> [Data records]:

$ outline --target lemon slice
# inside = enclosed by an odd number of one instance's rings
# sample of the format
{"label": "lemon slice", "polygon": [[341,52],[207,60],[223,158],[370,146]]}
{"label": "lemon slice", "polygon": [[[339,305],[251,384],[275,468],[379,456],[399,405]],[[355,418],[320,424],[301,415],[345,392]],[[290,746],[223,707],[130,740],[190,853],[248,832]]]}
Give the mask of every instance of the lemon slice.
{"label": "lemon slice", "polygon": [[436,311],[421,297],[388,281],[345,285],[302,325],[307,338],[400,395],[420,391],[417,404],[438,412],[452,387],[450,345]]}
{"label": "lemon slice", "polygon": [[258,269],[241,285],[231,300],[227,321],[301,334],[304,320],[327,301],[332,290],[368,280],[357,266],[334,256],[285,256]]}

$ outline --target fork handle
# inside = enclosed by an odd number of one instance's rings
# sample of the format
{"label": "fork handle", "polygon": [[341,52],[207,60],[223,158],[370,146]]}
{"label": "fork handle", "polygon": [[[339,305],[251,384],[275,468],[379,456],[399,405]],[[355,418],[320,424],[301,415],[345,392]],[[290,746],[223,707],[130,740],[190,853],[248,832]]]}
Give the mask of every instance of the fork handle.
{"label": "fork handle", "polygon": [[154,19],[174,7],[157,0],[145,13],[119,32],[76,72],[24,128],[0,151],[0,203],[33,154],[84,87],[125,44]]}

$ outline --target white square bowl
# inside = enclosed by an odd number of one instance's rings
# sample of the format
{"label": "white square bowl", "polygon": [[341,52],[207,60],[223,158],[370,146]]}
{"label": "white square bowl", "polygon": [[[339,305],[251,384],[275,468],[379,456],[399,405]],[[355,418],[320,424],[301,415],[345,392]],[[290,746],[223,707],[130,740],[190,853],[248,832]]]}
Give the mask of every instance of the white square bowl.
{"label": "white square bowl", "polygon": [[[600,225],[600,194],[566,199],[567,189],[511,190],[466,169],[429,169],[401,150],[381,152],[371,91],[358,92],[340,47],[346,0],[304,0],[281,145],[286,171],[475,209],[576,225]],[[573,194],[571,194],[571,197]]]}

> [HOW TO COMPLETE THIS TASK]: Repeat all of the data exactly. Include every line.

> [RESULT OF THE EXERCISE]:
$ outline --target lemon slice
# inside = enclosed by an odd number of one instance's rings
# sample of the format
{"label": "lemon slice", "polygon": [[341,52],[207,60],[223,158],[370,146]]}
{"label": "lemon slice", "polygon": [[[339,305],[251,384],[275,468],[379,456],[399,405]],[[355,418],[320,424],[301,415],[345,392]],[[290,746],[223,707],[130,740],[190,853],[248,832]]]}
Give the mask of every instance of the lemon slice.
{"label": "lemon slice", "polygon": [[436,311],[421,297],[388,281],[345,285],[302,325],[307,338],[400,395],[420,391],[417,404],[438,412],[452,387],[450,345]]}
{"label": "lemon slice", "polygon": [[258,269],[241,285],[231,300],[227,321],[301,334],[304,320],[327,301],[332,290],[368,280],[357,266],[334,256],[285,256]]}

$ outline --target fork handle
# inside = enclosed by an odd number of one instance's rings
# sample of the format
{"label": "fork handle", "polygon": [[341,52],[207,60],[223,158],[370,146]]}
{"label": "fork handle", "polygon": [[[339,305],[251,384],[275,468],[379,456],[399,405]],[[355,418],[320,424],[301,415],[345,392]],[[290,746],[223,707],[130,740],[190,853],[248,832]]]}
Give the mask of every instance of the fork handle.
{"label": "fork handle", "polygon": [[154,19],[174,7],[157,0],[145,13],[119,32],[76,72],[24,128],[0,151],[0,203],[33,154],[84,87],[125,44]]}

$ outline --target white square bowl
# inside = enclosed by an odd number of one instance's rings
# sample of the format
{"label": "white square bowl", "polygon": [[341,52],[207,60],[223,158],[370,146]]}
{"label": "white square bowl", "polygon": [[[339,305],[251,384],[275,468],[379,456],[399,405]],[[355,418],[320,424],[301,415],[345,392]],[[290,746],[223,707],[130,740],[190,853],[248,832]]]}
Give the mask of every instance of the white square bowl.
{"label": "white square bowl", "polygon": [[[600,225],[600,194],[566,199],[567,189],[511,190],[466,169],[429,169],[401,150],[381,152],[371,91],[358,92],[340,47],[346,0],[304,0],[281,145],[286,171],[475,209],[576,225]],[[573,194],[571,194],[571,197]]]}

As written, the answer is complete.